## Text passage
- - - - -

- Born: 10 August 1951 Jammu, Jammu and Kashmir, India
- Died: 17 October 2013 (aged 62) Jammu, India
- Resting place: Shastri Nagar Cremation Ground, Jammu, J&K 32°41′22″N 74°51′11″E﻿ / ﻿32.68944°N 74.85306°E
- Occupations: Interventional cardiologist Writer
- Known for: Cardiology Medi-fiction
- Spouse: Balbir Kaur Rissam
- Parent: Ranjeet Kaur
- Awards: Padma Shri

= Harbhajan Singh Rissam =

Indian cardiologist and writer

Harbhajan Singh Rissam (10 August 1951 – 17 October 2013) was an Indian interventional cardiologist, philanthropist and writer, known for his medical service and his novel based on medical profession. He was the director of cardiac clinical services at Max Healthcare, Delhi and his maiden novel, The Scalpel - Game Beneath, the first book of a proposed trilogy published in 2010, is a medical thriller on the medicine mafia. The Government of India awarded him the fourth highest civilian honour of the Padma Shri, in 2006, for his contributions to medical science.

== Biography ==
Harbhajan Singh Rissam, born in 1951 in Jammu in a Kashmiri Sikh family, in the northern state of Jammu and Kashmir, did his early schooling at Central Basic School, Jammu after which he graduated in science from Government Gandhi Memorial Science College. When his family fled from Poonch, he moved with them to Punjab and secured his medical degree from Government Medical College, Amritsar with gold medal before completing his MD in cardiology at Postgraduate Institute of Medical Education and Research, Chandigarh. Starting his career at the Government Gandhi Memorial Science College and after a stint in Saudi Arabia, he returned to India to join Apollo Hospital, Delhi as an interventional cardiologist but, later, moved to Max Healthcare, Delhi as the director of cardiac clinical services. In between, he was also associated with Sher-i-Kashmir Institute of Medical Sciences, Sri Nagar, Fortis Healthcare and Batra Hospital, New Delhi. He published over 100 medical papers in various national and international journals and presented papers at medical conferences including the conference on Conquering Heart Disease in the Himalayan Region of the Cardiac Society of Nepal, held in November 2010. He served as a member of the board of governors of the Medical Council of India, the apex body for medical education in India. He was appointed as a member of Medical Council of India Board of Governors on 14 May 2011 after its reconstitution by Union Health Ministry. He was also a member of the Asia Pacific Vascular Society and the Cardiological Society of India.

- - - - -

## Entries supplied

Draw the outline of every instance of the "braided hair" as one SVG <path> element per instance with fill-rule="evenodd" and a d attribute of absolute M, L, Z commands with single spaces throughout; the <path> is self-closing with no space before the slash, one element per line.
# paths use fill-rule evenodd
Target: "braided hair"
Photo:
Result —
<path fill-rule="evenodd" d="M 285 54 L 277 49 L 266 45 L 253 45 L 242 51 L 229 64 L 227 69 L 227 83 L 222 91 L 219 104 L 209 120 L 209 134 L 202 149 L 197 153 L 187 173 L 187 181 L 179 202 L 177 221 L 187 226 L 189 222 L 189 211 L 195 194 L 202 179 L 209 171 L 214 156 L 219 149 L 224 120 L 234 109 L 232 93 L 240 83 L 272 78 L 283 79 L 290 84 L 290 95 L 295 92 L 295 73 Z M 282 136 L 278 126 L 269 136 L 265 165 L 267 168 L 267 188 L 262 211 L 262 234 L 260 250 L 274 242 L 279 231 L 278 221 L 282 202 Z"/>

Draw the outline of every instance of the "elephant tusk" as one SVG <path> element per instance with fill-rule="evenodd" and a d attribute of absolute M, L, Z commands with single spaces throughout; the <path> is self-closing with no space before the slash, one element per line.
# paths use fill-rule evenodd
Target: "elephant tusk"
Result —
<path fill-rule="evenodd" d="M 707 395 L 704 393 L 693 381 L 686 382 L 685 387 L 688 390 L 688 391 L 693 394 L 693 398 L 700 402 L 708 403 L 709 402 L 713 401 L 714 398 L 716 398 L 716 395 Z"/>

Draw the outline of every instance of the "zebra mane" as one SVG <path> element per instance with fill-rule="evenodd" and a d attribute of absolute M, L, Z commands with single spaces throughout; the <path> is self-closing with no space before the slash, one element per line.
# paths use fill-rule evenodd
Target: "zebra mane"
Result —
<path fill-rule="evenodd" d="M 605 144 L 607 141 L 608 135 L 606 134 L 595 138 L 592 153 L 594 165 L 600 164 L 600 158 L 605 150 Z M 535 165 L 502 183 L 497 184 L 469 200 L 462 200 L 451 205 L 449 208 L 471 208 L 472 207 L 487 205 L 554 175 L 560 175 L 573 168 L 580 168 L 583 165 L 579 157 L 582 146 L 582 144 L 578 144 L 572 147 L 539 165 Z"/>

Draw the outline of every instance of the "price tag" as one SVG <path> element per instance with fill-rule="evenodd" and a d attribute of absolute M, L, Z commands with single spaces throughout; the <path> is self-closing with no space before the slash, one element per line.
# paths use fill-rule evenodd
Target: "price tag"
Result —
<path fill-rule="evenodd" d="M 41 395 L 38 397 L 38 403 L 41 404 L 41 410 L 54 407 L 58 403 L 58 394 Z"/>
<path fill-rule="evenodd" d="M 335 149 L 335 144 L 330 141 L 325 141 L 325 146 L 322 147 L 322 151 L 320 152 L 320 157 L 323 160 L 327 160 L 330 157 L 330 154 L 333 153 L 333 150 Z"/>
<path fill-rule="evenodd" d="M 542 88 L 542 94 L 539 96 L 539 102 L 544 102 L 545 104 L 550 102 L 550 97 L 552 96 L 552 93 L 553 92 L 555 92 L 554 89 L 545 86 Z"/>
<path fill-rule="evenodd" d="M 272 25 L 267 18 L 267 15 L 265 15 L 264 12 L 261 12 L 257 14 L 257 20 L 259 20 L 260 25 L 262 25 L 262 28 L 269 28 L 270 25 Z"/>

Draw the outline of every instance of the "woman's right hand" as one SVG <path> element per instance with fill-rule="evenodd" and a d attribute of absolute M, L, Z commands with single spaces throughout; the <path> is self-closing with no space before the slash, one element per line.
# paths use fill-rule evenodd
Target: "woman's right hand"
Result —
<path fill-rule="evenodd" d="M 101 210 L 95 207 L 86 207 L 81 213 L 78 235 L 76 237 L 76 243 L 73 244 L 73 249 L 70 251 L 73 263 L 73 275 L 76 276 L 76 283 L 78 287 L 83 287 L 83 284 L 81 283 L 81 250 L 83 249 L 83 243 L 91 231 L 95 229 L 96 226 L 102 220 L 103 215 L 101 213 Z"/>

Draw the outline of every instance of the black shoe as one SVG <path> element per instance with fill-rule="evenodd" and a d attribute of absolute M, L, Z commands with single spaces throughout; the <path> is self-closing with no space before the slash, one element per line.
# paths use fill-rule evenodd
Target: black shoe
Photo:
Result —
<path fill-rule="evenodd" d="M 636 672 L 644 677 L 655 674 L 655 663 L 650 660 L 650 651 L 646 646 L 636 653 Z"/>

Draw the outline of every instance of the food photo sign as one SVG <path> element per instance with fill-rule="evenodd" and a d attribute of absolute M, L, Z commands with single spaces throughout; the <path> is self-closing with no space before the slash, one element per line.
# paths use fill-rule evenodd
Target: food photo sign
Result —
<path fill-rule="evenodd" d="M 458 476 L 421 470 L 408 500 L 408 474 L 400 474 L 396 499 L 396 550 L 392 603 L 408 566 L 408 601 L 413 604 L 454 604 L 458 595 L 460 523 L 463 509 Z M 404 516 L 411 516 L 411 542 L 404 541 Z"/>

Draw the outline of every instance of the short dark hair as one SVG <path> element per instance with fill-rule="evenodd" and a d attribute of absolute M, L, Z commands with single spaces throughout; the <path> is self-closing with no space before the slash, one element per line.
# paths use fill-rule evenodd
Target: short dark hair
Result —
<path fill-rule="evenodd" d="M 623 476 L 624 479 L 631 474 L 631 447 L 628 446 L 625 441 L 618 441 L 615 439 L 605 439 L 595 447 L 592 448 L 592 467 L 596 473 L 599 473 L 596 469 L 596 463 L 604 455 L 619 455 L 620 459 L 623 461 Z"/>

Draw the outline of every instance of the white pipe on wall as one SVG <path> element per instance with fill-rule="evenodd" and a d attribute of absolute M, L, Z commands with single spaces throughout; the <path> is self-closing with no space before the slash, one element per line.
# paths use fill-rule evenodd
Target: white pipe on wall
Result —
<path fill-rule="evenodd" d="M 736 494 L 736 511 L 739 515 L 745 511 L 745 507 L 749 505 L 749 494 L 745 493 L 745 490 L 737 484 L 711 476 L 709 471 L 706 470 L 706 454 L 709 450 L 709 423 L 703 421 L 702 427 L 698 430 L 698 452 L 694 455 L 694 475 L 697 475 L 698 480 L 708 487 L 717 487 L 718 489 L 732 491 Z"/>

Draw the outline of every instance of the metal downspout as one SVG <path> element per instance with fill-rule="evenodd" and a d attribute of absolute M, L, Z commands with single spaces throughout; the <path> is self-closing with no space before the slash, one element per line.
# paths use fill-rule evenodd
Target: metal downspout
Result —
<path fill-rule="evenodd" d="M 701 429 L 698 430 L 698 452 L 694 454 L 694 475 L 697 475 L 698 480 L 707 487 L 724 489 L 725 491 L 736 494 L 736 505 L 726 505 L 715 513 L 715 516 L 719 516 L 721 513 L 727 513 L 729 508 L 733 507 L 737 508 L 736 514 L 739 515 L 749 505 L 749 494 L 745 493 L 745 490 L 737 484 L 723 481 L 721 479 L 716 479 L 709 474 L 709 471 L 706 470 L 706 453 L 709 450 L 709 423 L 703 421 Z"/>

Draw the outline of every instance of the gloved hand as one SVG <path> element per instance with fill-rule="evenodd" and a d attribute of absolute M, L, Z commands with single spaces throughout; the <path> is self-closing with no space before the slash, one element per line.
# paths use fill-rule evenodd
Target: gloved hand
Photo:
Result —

- - - - -

## Your goal
Continue the biography of Harbhajan Singh Rissam, picking up after its final sentence. The records have nothing to do with the text about Harbhajan Singh Rissam.

## Answer to the problem
Rissam, who had a penchant for writing, published his first short story, Moscow Street, when he was thirteen. In 2006, he took a long break from work and stayed in Paris for three months where he wrote a novel and in 2010, he published it under the title The Scalpel - Game Beneath, which was a medical thriller on the mafia activities associated with medical tourism and organ trade. The novel, considered by many as an attempt at whistle-blowing, was reported to be the first insider account by a practising doctor in India and the first medical thriller by an Indian author. He planned two more novels based on happenings at a medical institute, to complete a trilogy of medical thrillers, but they were never published. The Government of India awarded him the civilian honor of the Padma Shri in 2006.

Rissam was married to Balbir Kaur, a medical doctor, and the couple had a son, Harbir Singh Rissam and a daughter, Harmeet Kaur. He is survived by his mother Ranjeet Kaur, Brother Jujhar Singh Rissam, Nephews Satwant Singh Rissam & Sandeep Singh Rissam. His younger nephew Sandeep Singh Rissam is an Engineer by qualification & was working with him in his philanthropy and social works like organizing Blood Donation awareness and other projects . He died on 17 October 2013, succumbing to an infection for which he had been hospitalized at Max Healthcare, Delhi. He was cremated at a cremation ground in Shastri Nagar, Jammu, the next day.